▶ [COSA FARAI]:
A: Secondo il brano sul buio, quale effetto ha il buio su chi scrive, al posto della paura?
B: Riporta alla lettera il passo del brano sul buio che comincia con "C'è questa cosa" e prosegue fino a "la Domenica mattina.".
C: Rendi in inglese questa frase del brano sul buio: "E' quella parte di me che non accetterebbe mai compromessi."

▶ [TESTO DI LETTURA]:
=-=-=-=-=

Non ce l'ho mai avuta,in realtà.
A me il buio,più che fare paura,mi attirava.
E dopotutto,mi attira ancora.
Ed è l'unica spiegazione razionale che riesco a darmi alle sensazioni che provo in questo momento.

Avete presente quando siete soli in una stanza buia ed avete la sensazione che ci sia qualcuno,e vi girate a controllare? E pure avendo constatato che realmente non c'è nessuno,rimanete ancora convinti del contrario?
E' così che vivo.E mi sto girando pure adesso.

C'è questa cosa dentro di me,non so nemmeno come chiamarla.
A volte mi sembra rabbia,altre volte insoddisfazione,qualche volte ansia,la maggior parte delle volte,beh, è solo puzza di spirito adolescenziale.
Ma è' un tanfo che non mi abbandona,che tengo stretto con me perchè è parte stessa di me,una parte che dovrei imparare a lasciare andare ma con cui continuo a fare i conti.
Volontariamente.

E' quella parte di me che non accetterebbe mai compromessi.
E' quella parte di me che gode nel sentire i polmoni scoppiare la Domenica mattina.
E' quella parte di me che non vede l'ora di alzare il gomito,e chi se ne frega delle conseguenze.
E' quella parte di me che si esalta nel dolore fisico provocato da un concerto passato a pogare ininterrottamente.

=-=-=-=-=

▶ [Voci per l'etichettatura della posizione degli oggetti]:
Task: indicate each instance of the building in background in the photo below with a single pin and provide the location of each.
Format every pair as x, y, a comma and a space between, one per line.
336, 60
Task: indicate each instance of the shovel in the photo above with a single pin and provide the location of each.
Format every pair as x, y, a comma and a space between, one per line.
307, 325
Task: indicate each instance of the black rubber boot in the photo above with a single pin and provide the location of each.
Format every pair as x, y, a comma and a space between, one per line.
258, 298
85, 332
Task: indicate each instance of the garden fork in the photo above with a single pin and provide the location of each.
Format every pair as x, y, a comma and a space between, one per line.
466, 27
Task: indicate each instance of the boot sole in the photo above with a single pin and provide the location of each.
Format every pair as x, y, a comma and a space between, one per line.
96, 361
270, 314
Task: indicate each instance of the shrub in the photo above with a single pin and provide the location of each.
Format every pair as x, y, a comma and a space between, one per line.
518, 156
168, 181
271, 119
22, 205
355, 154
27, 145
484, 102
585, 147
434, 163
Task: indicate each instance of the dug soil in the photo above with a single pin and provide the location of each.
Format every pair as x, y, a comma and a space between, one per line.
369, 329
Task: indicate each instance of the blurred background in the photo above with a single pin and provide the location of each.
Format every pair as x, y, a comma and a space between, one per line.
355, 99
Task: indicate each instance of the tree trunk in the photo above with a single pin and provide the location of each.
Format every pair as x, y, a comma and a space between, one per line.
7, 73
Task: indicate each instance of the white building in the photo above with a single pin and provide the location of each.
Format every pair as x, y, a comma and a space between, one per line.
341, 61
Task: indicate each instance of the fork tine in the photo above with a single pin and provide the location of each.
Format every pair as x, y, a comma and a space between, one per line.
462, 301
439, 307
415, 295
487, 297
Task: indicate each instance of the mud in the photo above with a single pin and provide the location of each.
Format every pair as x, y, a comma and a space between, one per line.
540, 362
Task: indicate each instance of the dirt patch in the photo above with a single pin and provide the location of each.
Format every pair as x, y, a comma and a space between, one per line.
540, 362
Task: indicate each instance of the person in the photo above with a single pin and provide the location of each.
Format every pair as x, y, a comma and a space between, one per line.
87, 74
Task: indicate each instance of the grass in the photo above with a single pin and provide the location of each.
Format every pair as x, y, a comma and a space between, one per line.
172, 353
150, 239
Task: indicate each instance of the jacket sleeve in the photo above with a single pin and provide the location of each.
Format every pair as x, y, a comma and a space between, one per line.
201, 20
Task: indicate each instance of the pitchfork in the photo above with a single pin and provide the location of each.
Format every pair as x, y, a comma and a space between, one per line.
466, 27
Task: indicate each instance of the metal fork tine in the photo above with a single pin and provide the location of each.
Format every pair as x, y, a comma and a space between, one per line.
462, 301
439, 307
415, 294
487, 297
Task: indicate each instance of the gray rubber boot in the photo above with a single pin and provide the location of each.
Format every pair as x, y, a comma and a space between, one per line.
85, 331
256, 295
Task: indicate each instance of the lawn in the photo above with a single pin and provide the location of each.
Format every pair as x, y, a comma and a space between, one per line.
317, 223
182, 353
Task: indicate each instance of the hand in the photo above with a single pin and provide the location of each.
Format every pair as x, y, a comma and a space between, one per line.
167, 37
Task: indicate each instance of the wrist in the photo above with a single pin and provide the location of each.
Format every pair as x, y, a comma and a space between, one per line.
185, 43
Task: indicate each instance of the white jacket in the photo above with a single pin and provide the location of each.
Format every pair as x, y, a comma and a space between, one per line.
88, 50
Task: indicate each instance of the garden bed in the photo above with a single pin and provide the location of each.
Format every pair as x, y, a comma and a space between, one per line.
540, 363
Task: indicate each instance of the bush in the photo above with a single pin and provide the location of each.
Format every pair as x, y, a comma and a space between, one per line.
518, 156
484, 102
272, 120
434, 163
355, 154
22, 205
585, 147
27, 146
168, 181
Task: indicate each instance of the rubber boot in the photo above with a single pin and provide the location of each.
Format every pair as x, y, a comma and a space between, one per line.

=-=-=-=-=

▶ [ESERCIZI SVOLTI]:
A: Più che fare paura, il buio esercita un'attrazione su chi scrive, e la esercita ancora.

B:
C'è questa cosa dentro di me,non so nemmeno come chiamarla.
A volte mi sembra rabbia,altre volte insoddisfazione,qualche volte ansia,la maggior parte delle volte,beh, è solo puzza di spirito adolescenziale.
Ma è' un tanfo che non mi abbandona,che tengo stretto con me perchè è parte stessa di me,una parte che dovrei imparare a lasciare andare ma con cui continuo a fare i conti.
Volontariamente.

E' quella parte di me che non accetterebbe mai compromessi.
E' quella parte di me che gode nel sentire i polmoni scoppiare la Domenica mattina.

C: It is that part of me that would never accept compromises.